◆ Do this
Copy out every one of the records below word for word, leaving the pictures out of your answer.

Dataset excerpts on object pointing:
»»

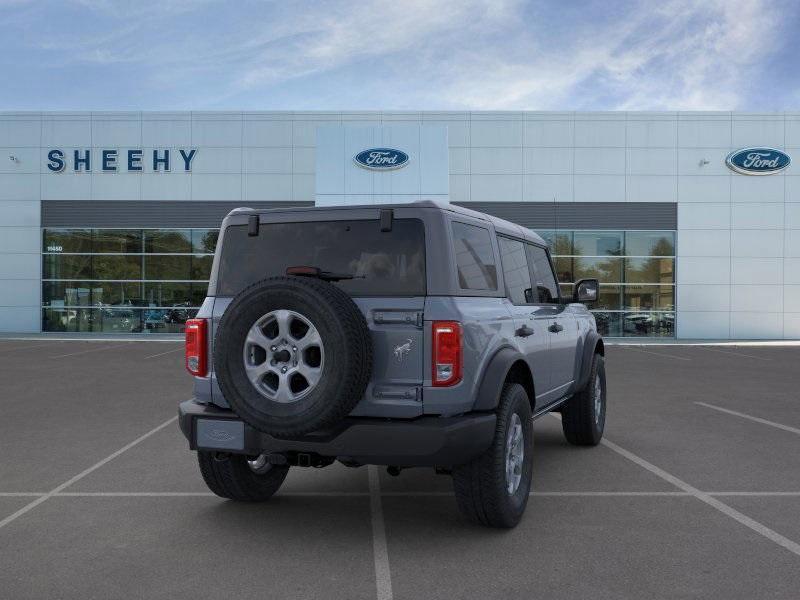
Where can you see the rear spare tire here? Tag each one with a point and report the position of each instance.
(292, 355)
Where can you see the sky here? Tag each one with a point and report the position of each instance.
(400, 55)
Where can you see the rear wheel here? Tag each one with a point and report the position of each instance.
(583, 417)
(493, 489)
(239, 477)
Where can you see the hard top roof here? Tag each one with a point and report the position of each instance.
(500, 225)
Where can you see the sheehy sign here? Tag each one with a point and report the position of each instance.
(134, 160)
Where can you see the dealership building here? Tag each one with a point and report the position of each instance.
(690, 220)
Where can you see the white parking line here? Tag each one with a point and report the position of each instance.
(383, 576)
(657, 353)
(751, 418)
(163, 353)
(734, 514)
(389, 494)
(734, 353)
(31, 505)
(30, 347)
(91, 350)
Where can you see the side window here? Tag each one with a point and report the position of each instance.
(474, 257)
(542, 271)
(515, 270)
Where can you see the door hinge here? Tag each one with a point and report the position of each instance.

««

◆ Solution to this task
Where can you see the rear spare tire here? Tag each one with a point and report the position of each instance.
(292, 355)
Where can you see the sky here? Tag each one with a point and report the position of each instance.
(400, 55)
Where can you see the rear wheel here? Tag each one with a point and report the position of each instance.
(583, 417)
(493, 489)
(239, 477)
Where can you see the hard top roof here? Tag each one with a point and report the position of each instance.
(500, 225)
Where can you see the sheehy sign here? Tag each one with a point and report the position of each instance.
(134, 160)
Where can you see the dealership building here? Tag each one with a point and report the position of each instance.
(690, 220)
Where can you see the white parking line here? Tag each one with a point and report the position of each instance.
(383, 576)
(657, 353)
(751, 418)
(163, 353)
(734, 514)
(389, 494)
(734, 353)
(31, 505)
(30, 347)
(91, 350)
Where can you see the side window here? Tag each one with a point and report the position of each instance.
(474, 257)
(542, 271)
(515, 270)
Where can you see the door hinge here? Tag each one with a point and report the position of each instance.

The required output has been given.